• _Passage_:
****
What It Is
An “quality” score displayed on posts and comments alongside popularity cues (e.g., likes, reshare counts).
Civic Signal Being Amplified
When To Use It
What Is Its Intended Impact
Because platforms almost always display popularity cues (e.g., like/share counts), which can amplify morally charged and conflict-oriented content, adding a quality score can incentivize users to engage with higher quality content, mitigating the negative effects associated with reliance on popularity cues alone.
Evidence That It Works
Evidence That It Works
Wu et al. (2025) ran a survey experiment to investigate whether the presence of a quality score next to popularity cues can nudge social media users to engage with higher-quality content than they would in the presence of a popularity signal alone, which is standard on most social media platforms. (Note: While in the study displayed the term “Expert Score”, participants were previously told that score “assessed the substantive quality of the content”, with no further details, which is why we use the more general term “quality score”.)
The study used a re-posting intention task (i.e., participants were asked to select a comment they would most like to post themselves) and an experimental design that randomly placed participants into one of four conditions: (1) no feedback scores, (2) popularity scores only, (3) quality score only, (4) dual feedback scores (popularity + quality.) Participants were shown 4 comments on political topics sampled from Reddit and were asked which of them they would most like to re-post.
The popularity score used in the study was based on the number of upvotes and downvotes the comment had received in the original Reddit thread it was posted in. The quality score was created by asking an LLM to rate comments on how much they communicated individual well-being, signs of positive social media use, or indications of virtuous character traits.
The findings from the study suggest the intervention is effective: in the dual feedback condition (quality + popularity scores), users selected to share the higher-quality content 68.5% of the time, significantly higher than the 51% in the popularity-only condition (Note: all effects we include are statistically significant, unless otherwise stated.)
****
• _Recorded data_:

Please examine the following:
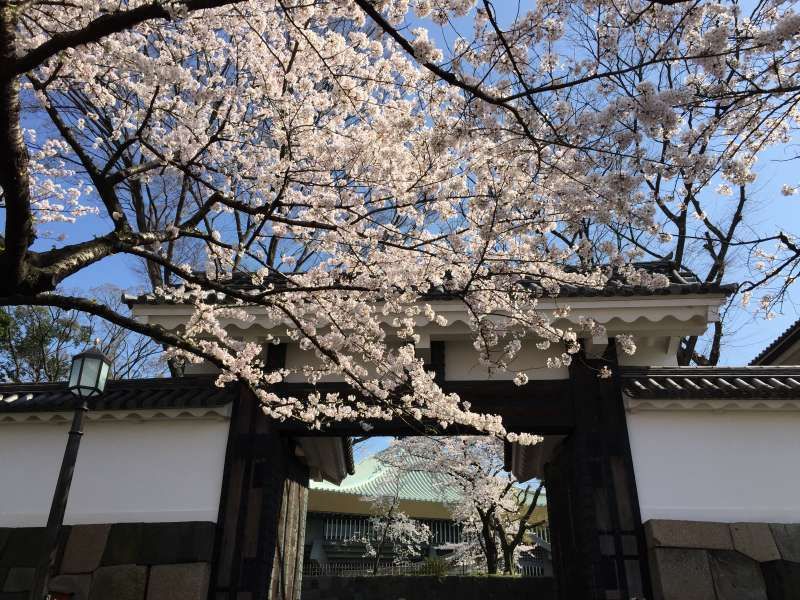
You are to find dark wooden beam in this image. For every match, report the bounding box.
[274,379,575,435]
****
• _Task item 1_: Rewrite the passage on quality scores from "Civic Signal Being" up to and including "popularity cues alone.", putting "engagement metrics" in place of "popularity cues".
• _Task item 2_: Extend the passage on quality scores, picking up after its last sentence.

• _Task response 1_:
Civic Signal Being Amplified
When To Use It
What Is Its Intended Impact
Because platforms almost always display engagement metrics (e.g., like/share counts), which can amplify morally charged and conflict-oriented content, adding a quality score can incentivize users to engage with higher quality content, mitigating the negative effects associated with reliance on engagement metrics alone.

• _Task response 2_:
Though the comparison between the dual-feedback condition and the popularity-only condition makes theoretical sense since the presence of a popularity cue is the norm in most platforms, it is important to note that there was no significant improvement in content-selection when comparing the dual-feedback condition to the control, no-feedback condition. This suggests the design pattern works better as a way of reducing the negative consequences of popularity-conformity, rather than increasing baseline judgment capabilities for users.
While the results from this initial study are promising, evidence from studies that more closely replicate real-world use conditions, such as a field experiment, is needed to understand the impact of deploying a similar intervention in social media platforms.
Why It Matters
Research suggests that popularity cues and algorithms that prioritize engagement maximization lead to a greater supply of extreme, conflict-oriented, and morally laden content. By emphasizing other qualities that platforms would like to prioritize, a normative score like the one proposed here could mitigate the negative consequences derived from highlighting popularity alone.
Special Considerations
Because of the ambiguity in the study of how the quality scores were calculated and by whom, we might see variable results in real world settings depending on users’ trust in the criteria and methods used to construct quality scores.